ИСХОДНЫЙ ТЕКСТ:
Второй период можно было бы определить как великодержавно-патриотический. Когда провалились планы мировой революции, был выдвинут лозунг строительства социализма в одной отдельно взятой стране. Теперь в большевистской идеологии сталинских времен — в отличие от времен Ленина и Троцкого — возрождаются идеи и лексика официальной идеологии Российской империи. На этой волне ликвидируется марксистская школа М.Н. Покровского, репрессируются его ученики, перестраивается вся организация исторической науки и подвергается очередной реинтерпретации вся отечественная история. В этом отношении симптоматична и смена «Интернационала» — гимна «мирового пролетариата» на Государственный Гимн Советского Союза, который уже утверждал державно-национальную идею: «Союз нерушимый республик свободных сплотила навеки великая Русь». Великодержавный советский стереотип враждебности к «буржуазной Польше» начал снова (как бы в неявном подтексте пропаганды, но явно в репрессивной политике властей) воспроизводить имперский российский стереотип «враждебного поляка» времен царизма. С этим были связаны этнические преследования (которые обрушились также на польских коммунистов, что завершилось ликвидацией самой КПП), а вместе с оккупацией 1939 г. — массовые депортации польских граждан и катынское преступление. Все это было составляющей общей политики русификации большевистской системы времен сталинизма: репрессии, особенно интеллигенции — этого мозга нации — обрушились на все без исключения народы СССР.

ВЫДЕРЖКИ ИЗ ДАННЫХ:
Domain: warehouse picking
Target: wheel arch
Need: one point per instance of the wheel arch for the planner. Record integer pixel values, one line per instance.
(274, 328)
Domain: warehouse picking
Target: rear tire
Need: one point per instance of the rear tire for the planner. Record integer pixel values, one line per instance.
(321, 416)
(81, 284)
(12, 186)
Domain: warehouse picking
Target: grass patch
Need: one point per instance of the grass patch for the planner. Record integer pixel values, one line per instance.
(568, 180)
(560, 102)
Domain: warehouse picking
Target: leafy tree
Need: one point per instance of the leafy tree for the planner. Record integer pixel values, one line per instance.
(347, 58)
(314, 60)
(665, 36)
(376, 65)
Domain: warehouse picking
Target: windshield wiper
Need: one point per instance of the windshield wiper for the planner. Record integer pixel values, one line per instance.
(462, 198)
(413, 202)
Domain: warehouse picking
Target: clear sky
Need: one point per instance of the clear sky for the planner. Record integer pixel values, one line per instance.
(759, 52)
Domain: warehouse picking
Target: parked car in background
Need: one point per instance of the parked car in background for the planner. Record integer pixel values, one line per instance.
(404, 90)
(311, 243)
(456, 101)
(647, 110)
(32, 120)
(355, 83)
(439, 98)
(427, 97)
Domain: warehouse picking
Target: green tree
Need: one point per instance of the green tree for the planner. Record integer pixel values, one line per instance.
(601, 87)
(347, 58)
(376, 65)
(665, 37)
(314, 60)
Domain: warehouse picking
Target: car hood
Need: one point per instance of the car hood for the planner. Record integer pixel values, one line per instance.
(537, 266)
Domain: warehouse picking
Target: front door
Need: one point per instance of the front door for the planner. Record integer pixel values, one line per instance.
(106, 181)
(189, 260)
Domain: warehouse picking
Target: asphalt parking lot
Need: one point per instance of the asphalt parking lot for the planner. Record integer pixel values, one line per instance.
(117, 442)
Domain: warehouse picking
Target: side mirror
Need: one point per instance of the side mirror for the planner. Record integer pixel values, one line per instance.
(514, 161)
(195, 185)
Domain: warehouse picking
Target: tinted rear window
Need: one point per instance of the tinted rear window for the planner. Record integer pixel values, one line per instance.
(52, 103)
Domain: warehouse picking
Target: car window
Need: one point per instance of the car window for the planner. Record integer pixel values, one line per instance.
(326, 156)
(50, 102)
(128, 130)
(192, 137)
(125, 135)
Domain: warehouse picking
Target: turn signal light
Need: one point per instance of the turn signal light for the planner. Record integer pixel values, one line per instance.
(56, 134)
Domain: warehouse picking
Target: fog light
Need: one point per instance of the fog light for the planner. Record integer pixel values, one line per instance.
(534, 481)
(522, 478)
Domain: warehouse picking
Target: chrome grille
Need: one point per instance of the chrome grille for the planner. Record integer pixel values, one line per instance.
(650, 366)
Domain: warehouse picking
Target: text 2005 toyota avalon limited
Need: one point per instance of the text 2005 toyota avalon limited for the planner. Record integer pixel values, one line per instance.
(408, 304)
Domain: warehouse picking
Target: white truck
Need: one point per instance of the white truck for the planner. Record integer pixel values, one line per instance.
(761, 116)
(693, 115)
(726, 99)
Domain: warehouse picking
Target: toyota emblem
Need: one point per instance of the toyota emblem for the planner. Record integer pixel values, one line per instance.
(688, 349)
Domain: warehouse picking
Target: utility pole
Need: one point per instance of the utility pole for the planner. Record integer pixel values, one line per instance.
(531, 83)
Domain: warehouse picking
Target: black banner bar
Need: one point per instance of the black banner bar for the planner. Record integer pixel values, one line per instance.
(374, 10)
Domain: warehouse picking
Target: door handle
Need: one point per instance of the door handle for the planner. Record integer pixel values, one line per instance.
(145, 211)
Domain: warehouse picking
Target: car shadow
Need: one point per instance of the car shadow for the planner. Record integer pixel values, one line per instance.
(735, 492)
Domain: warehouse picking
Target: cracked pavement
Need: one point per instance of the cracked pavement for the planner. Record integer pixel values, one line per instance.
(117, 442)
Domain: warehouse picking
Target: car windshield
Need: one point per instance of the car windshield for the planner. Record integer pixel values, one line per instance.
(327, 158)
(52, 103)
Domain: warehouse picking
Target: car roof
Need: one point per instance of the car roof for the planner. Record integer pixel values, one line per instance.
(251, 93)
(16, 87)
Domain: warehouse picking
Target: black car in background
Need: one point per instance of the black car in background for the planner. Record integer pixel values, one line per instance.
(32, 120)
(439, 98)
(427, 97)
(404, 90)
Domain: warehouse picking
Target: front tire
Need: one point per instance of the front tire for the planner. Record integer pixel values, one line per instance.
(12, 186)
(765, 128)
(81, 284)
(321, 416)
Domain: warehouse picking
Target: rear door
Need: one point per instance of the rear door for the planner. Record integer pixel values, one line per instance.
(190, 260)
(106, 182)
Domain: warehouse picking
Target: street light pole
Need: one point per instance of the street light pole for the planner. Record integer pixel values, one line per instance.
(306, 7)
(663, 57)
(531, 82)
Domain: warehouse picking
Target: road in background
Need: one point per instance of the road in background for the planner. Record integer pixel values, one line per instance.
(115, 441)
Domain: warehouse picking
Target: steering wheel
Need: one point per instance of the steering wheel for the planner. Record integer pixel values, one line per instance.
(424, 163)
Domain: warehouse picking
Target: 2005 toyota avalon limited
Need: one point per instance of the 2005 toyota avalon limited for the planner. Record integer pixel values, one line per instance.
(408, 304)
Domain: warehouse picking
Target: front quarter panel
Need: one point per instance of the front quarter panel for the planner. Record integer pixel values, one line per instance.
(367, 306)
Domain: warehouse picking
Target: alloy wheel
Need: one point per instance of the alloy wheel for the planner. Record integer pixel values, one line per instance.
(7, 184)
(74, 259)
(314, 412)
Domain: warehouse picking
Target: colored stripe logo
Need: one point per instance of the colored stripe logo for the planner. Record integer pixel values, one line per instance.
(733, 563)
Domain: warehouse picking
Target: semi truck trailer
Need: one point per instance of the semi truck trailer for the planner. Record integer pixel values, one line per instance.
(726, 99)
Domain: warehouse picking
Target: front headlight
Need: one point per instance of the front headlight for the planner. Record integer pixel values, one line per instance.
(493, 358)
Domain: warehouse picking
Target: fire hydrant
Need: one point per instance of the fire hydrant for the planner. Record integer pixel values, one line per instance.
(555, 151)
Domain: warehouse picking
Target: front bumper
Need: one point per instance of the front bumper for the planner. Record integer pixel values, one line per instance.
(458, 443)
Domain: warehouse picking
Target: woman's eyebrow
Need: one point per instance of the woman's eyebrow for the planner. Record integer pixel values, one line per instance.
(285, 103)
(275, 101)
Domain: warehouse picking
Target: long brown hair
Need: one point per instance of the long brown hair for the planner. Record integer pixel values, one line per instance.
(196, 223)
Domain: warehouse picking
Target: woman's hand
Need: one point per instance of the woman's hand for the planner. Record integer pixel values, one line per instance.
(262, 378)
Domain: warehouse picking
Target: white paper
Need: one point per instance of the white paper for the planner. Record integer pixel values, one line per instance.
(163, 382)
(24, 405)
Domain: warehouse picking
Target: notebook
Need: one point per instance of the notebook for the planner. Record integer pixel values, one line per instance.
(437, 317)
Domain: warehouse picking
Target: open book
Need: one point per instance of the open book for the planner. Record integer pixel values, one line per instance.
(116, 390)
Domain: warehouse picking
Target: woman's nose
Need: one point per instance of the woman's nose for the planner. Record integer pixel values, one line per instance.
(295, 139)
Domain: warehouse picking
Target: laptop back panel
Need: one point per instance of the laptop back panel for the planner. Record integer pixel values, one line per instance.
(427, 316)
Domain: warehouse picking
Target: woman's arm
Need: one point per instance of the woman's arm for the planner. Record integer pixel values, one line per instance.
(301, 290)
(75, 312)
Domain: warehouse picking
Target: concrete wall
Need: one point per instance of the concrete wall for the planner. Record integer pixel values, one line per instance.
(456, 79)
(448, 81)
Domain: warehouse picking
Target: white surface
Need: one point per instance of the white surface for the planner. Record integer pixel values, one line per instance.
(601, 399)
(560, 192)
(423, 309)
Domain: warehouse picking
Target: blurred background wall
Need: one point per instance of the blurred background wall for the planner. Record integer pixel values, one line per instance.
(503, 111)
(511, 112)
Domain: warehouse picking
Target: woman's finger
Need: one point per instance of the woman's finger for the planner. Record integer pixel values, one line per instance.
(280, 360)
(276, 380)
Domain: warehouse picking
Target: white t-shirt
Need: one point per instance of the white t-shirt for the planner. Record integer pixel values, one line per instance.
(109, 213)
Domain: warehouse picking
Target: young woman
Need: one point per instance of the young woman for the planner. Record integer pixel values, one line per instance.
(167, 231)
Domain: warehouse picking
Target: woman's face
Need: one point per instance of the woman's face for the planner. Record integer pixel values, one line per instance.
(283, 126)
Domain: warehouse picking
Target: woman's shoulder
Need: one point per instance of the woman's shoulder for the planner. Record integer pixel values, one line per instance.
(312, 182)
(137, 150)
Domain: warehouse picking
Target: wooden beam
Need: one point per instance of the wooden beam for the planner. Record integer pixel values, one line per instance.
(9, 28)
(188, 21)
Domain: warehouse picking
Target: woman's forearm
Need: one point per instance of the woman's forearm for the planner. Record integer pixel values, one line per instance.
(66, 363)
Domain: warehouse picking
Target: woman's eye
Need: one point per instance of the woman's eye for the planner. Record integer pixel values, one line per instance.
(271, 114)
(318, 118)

РАБОЧЕЕ ЗАДАНИЕ: Перепишите исходный текст целиком, ничего не меняя. Пункты к этому отношения не имеют.

ВЫПОЛНЕННОЕ ЗАДАНИЕ:
Второй период можно было бы определить как великодержавно-патриотический. Когда провалились планы мировой революции, был выдвинут лозунг строительства социализма в одной отдельно взятой стране. Теперь в большевистской идеологии сталинских времен — в отличие от времен Ленина и Троцкого — возрождаются идеи и лексика официальной идеологии Российской империи. На этой волне ликвидируется марксистская школа М.Н. Покровского, репрессируются его ученики, перестраивается вся организация исторической науки и подвергается очередной реинтерпретации вся отечественная история. В этом отношении симптоматична и смена «Интернационала» — гимна «мирового пролетариата» на Государственный Гимн Советского Союза, который уже утверждал державно-национальную идею: «Союз нерушимый республик свободных сплотила навеки великая Русь». Великодержавный советский стереотип враждебности к «буржуазной Польше» начал снова (как бы в неявном подтексте пропаганды, но явно в репрессивной политике властей) воспроизводить имперский российский стереотип «враждебного поляка» времен царизма. С этим были связаны этнические преследования (которые обрушились также на польских коммунистов, что завершилось ликвидацией самой КПП), а вместе с оккупацией 1939 г. — массовые депортации польских граждан и катынское преступление. Все это было составляющей общей политики русификации большевистской системы времен сталинизма: репрессии, особенно интеллигенции — этого мозга нации — обрушились на все без исключения народы СССР.